> _Instruction 1_
Update the mailing-list reply about htmerge by giving it again from "Re: htdig: htmerge" up to and including "to rewrite sort...", with "GNU sort" changed to "Unix sort".
> _Instruction 2_
Locate each line of the rows that contains the string "stone" and copy those lines out. Case counts.

> _Excerpted text_
━━━━━━━━━━

Re: htdig: htmerge using 4GB

Andrew Scherpbier (
Wed, 27 May 1998 16:09:39 +0000

Geoff Hutchison wrote:
> On Tue, 26 May 1998, J.E.J. op den Brouw wrote:
> > Geoff Hutchison wrote:
> > There's nothing to change. GNU sort is fairly good. It will be a hell
> > of a job to rewrite sort...
> > Maybe there is another sort which creates smaller files, but I doubt
> > it...
> See that's just it, I'm not looking for a "better" sort, just one which
> doesn't use so many files. I would imagine one using bubblesort of
> something like that would work well. It would take longer to merge but
> would require 2-3 times the space of the DB for merging, not the 30-40 I'm
> seeing now.

Wait a second here... Unix sort is a merge sort and uses at most 2 times the
space of the file to sort. Look at the actual file sizes /bin/sort creates
and you'll see that it actually does a really good job.

━━━━━━━━━━

Location identification entries:
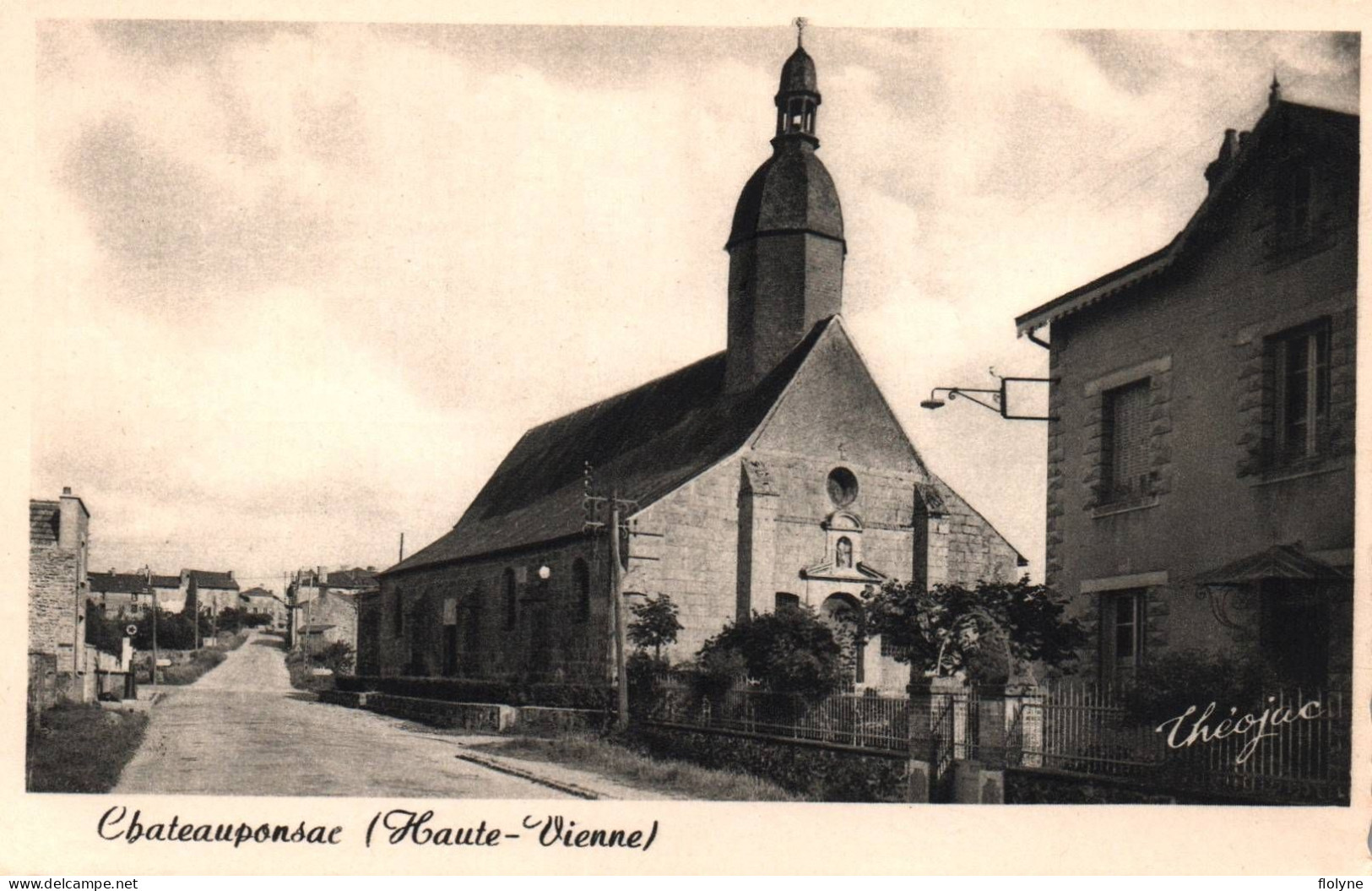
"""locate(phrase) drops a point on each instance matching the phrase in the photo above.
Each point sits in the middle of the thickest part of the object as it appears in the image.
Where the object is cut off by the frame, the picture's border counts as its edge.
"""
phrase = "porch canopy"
(1277, 562)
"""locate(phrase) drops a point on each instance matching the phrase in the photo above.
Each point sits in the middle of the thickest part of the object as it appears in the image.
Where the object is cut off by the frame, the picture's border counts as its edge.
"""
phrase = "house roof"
(43, 522)
(1341, 125)
(647, 441)
(203, 579)
(1283, 562)
(357, 577)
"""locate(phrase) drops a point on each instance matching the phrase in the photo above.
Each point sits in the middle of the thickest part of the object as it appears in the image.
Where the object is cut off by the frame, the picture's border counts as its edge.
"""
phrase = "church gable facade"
(767, 476)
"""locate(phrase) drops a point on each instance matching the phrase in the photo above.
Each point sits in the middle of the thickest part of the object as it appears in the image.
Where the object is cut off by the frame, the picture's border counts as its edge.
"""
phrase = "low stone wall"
(822, 770)
(1053, 787)
(43, 682)
(556, 721)
(443, 714)
(344, 698)
(490, 717)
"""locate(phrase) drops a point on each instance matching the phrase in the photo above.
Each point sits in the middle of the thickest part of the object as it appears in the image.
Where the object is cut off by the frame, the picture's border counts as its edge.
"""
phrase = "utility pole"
(153, 596)
(616, 594)
(616, 583)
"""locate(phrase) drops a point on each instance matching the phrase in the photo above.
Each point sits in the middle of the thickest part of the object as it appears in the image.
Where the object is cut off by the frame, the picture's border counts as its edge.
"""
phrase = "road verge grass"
(615, 761)
(81, 748)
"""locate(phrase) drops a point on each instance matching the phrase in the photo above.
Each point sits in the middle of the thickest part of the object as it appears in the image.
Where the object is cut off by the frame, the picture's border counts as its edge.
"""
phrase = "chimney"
(72, 520)
(1228, 151)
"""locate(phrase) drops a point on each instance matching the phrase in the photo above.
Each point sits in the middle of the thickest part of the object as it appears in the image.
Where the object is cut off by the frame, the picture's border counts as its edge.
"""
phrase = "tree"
(789, 651)
(654, 625)
(939, 632)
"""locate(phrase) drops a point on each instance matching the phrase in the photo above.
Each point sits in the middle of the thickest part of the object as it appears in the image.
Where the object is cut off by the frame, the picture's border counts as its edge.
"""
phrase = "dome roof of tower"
(799, 74)
(792, 191)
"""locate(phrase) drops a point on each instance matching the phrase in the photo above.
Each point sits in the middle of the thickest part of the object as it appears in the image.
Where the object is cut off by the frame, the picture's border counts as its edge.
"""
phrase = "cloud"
(305, 285)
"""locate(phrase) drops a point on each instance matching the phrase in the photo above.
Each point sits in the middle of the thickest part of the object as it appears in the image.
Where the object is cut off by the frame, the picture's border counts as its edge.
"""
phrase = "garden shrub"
(811, 770)
(789, 651)
(480, 691)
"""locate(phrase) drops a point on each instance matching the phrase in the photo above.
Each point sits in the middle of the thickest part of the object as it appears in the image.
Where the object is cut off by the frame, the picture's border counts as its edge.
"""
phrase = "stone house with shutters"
(1201, 462)
(763, 476)
(324, 606)
(59, 541)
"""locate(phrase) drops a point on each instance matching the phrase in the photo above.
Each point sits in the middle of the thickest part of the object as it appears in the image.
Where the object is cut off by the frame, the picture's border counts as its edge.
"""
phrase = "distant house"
(263, 601)
(210, 590)
(127, 594)
(58, 590)
(369, 633)
(120, 594)
(1201, 456)
(324, 606)
(171, 592)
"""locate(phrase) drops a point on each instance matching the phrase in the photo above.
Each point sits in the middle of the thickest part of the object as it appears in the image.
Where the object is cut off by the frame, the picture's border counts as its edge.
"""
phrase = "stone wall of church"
(54, 606)
(557, 630)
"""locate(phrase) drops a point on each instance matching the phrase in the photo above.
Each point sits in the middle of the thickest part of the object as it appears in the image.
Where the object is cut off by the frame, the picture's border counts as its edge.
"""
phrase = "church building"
(767, 475)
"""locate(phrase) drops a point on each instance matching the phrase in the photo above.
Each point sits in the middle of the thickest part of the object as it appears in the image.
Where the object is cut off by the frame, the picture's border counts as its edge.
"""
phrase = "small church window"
(844, 553)
(511, 601)
(582, 585)
(843, 486)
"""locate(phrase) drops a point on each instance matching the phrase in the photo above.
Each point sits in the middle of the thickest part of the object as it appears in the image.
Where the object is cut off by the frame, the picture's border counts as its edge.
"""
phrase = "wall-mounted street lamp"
(994, 399)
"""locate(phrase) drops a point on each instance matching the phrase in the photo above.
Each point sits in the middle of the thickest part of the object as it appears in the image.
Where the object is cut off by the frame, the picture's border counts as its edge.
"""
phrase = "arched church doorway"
(844, 616)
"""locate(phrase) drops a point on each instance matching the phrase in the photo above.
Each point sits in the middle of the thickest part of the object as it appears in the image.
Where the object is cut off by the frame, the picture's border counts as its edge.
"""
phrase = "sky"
(301, 285)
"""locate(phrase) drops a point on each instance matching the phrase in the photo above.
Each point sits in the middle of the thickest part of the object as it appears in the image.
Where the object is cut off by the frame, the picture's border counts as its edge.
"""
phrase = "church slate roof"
(797, 74)
(645, 443)
(1282, 113)
(792, 191)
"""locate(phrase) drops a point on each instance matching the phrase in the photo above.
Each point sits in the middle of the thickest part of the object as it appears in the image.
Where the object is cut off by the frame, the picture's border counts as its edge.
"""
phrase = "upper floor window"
(1121, 638)
(1301, 392)
(511, 597)
(1125, 473)
(582, 586)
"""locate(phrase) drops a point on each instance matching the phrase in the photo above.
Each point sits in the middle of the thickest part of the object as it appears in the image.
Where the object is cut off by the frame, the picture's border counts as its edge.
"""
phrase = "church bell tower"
(786, 246)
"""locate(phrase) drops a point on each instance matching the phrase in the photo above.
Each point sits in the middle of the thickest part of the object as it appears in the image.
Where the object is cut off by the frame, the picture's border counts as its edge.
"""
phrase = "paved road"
(241, 729)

━━━━━━━━━━

> _Written response 1_
Re: htdig: htmerge using 4GB

Andrew Scherpbier (
Wed, 27 May 1998 16:09:39 +0000

Geoff Hutchison wrote:
> On Tue, 26 May 1998, J.E.J. op den Brouw wrote:
> > Geoff Hutchison wrote:
> > There's nothing to change. Unix sort is fairly good. It will be a hell
> > of a job to rewrite sort...

> _Written response 2_
phrase = "low stone wall"
phrase = "stone house with shutters"
phrase = "stone wall of church"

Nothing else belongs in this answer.